Your instructions
Make a verbatim copy of all the records.

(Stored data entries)
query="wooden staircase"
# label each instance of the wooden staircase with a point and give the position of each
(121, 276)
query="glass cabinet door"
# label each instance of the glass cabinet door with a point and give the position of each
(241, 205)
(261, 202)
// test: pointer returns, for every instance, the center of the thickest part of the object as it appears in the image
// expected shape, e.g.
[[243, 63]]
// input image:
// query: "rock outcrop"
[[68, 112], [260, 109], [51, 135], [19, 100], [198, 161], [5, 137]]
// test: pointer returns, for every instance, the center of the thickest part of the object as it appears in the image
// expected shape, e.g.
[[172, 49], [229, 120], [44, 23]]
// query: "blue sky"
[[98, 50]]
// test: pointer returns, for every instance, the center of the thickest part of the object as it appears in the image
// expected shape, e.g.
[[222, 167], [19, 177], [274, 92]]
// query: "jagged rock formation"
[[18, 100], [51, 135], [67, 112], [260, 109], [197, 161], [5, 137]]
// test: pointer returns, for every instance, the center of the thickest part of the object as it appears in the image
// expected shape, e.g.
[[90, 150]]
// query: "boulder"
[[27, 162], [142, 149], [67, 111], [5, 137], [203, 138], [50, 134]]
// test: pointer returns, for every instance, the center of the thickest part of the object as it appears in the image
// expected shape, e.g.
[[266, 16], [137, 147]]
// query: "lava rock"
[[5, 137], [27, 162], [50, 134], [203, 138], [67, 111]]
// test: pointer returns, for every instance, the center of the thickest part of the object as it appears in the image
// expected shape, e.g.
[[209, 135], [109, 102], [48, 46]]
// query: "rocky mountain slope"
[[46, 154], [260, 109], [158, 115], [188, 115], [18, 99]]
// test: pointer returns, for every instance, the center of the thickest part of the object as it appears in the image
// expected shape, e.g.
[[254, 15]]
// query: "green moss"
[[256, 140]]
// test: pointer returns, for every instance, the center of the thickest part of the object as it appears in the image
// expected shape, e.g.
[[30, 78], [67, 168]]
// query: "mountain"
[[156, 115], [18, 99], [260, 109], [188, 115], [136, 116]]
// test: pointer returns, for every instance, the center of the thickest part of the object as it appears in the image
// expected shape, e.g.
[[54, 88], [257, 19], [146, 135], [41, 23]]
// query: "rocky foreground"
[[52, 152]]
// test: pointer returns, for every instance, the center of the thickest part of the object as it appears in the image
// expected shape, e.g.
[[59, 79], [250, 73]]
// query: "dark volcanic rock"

Response
query="wooden staircase"
# label each instance of the wooden staircase with a point and give the position of each
(121, 276)
query="glass cabinet door"
# label each instance of the glass cabinet door with a point and give the position of each
(241, 205)
(261, 202)
// test: pointer returns, for every instance, the center of the thickest part of the object as it appears in the image
// expected shape, e.g.
[[243, 63]]
// input image:
// query: "rock outcrop"
[[68, 112], [260, 109], [51, 135], [19, 100], [198, 161], [5, 137]]
// test: pointer returns, for every instance, the center of the thickest part of the object as it appears in the image
// expected shape, e.g.
[[172, 49], [229, 120], [44, 23]]
// query: "blue sky"
[[98, 50]]
// test: pointer returns, for every instance, the center of the thickest part of the object as it appears in the image
// expected shape, e.g.
[[222, 167], [19, 177], [274, 92]]
// query: "jagged rock formation"
[[18, 100], [51, 135], [67, 112], [260, 109], [197, 161], [5, 137]]
// test: pointer returns, for every instance, the center of the thickest part of the object as it appears in the image
// expected shape, e.g.
[[90, 150]]
// query: "boulder"
[[27, 162], [142, 149], [67, 111], [5, 137], [203, 138], [50, 134]]
// test: pointer returns, for every instance, the center of the thickest part of the object as it appears in the image
// expected shape, e.g.
[[266, 16], [137, 147]]
// query: "lava rock"
[[5, 137], [27, 162], [50, 134], [203, 138], [67, 111]]
// test: pointer returns, for every instance, the center of the thickest part of the object as it appears in the image
// expected shape, e.g.
[[209, 135], [109, 102], [48, 46]]
// query: "rocky mountain slope"
[[46, 154], [260, 109], [158, 115], [188, 115], [18, 99]]
// test: pointer returns, for every instance, the center of the thickest part of the object as it appears in the image
// expected shape, e.g.
[[254, 15]]
// query: "green moss"
[[256, 140]]
// test: pointer returns, for every instance, the center of the thickest part of the object as it appears in the image
// expected shape, e.g.
[[30, 78], [67, 168]]
// query: "mountain"
[[156, 115], [18, 99], [260, 109], [188, 115], [136, 116]]
// test: pointer returns, for every instance, the center of the thickest part of the object as it appears in the image
// expected shape, e.g.
[[54, 88], [257, 19], [146, 135], [41, 23]]
// query: "rocky foreground"
[[52, 152]]
// test: pointer returns, for every instance, the center of the thickest part of the object as it appears in the image
// expected shape, e.g.
[[59, 79], [250, 73]]
// query: "dark volcanic rock"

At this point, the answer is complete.